However, some agile ideas about embracing change, "just-in-time" planning, and eliminating hierarchical decision-making have led to misconceptions about the compatibility of agile projects with PPM processes. It's time to set the record straight about common project management fallacies that have led to concerns over how to monitor and control an agile project as part of a project portfolio.
IN DEPTH: When agile projects go bad
Myth No. 1: Agile projects don't provide enough executive visibility
A large part of the popularity of agile is the belief that teams should be empowered to make business decisions rather than relying on executive stakeholders for approval. Empowering a team, however, does not mean they shouldn't provide timely executive status reporting.
The struggle many agile teams face is the requirement to provide status reporting in a format that is inconsistent with agile practices. For example, a requirement that an agile team maintains a separate task plan to enable reporting on metrics such as "percent complete" can negatively impact the benefits of an agile approach. Instead, executives need to learn how to interpret project status from an agile team rather than impose reporting requirements that are not consistent with agile.
Let's take percent complete as an example, which provides an indication of project progress. Percent complete for a traditional projects is calculated by summing the actual hours for tasks and dividing by the total task hours for a project. In contrast, an agile project progress is measured by story points delivered. Percent complete is calculated by story points accepted divided by total story points for a project. Educating executives on what a story point is and how it measures progress enables agile teams to report progress in the unit that makes sense for their team.
Myth No. 2: Agile projects lack reliable schedules
It's a fact that agile methods are designed to adapt quickly to changing realities, whereas more traditional methods focus on planning the future in detail. Although agile teams shy away from providing guaranteed delivery dates (given the cone of uncertainty around a project), it's untrue that an agile project can't provide a scheduled finish date.

## YOUR TASKS
A – In the agile project text, how is percent complete calculated for an agile project?
B – Transcribe everything in the agile project text from "However, some agile" down to "executive status reporting.".
The lines that follow come from a different source than the agile project text.

## DATASET EXCERPT
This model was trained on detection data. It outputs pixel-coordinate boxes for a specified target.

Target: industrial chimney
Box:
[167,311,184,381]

## SOLUTION LIST
A – It is calculated by dividing the story points accepted by the total story points for the project.

B –
However, some agile ideas about embracing change, "just-in-time" planning, and eliminating hierarchical decision-making have led to misconceptions about the compatibility of agile projects with PPM processes. It's time to set the record straight about common project management fallacies that have led to concerns over how to monitor and control an agile project as part of a project portfolio.
IN DEPTH: When agile projects go bad
Myth No. 1: Agile projects don't provide enough executive visibility
A large part of the popularity of agile is the belief that teams should be empowered to make business decisions rather than relying on executive stakeholders for approval. Empowering a team, however, does not mean they shouldn't provide timely executive status reporting.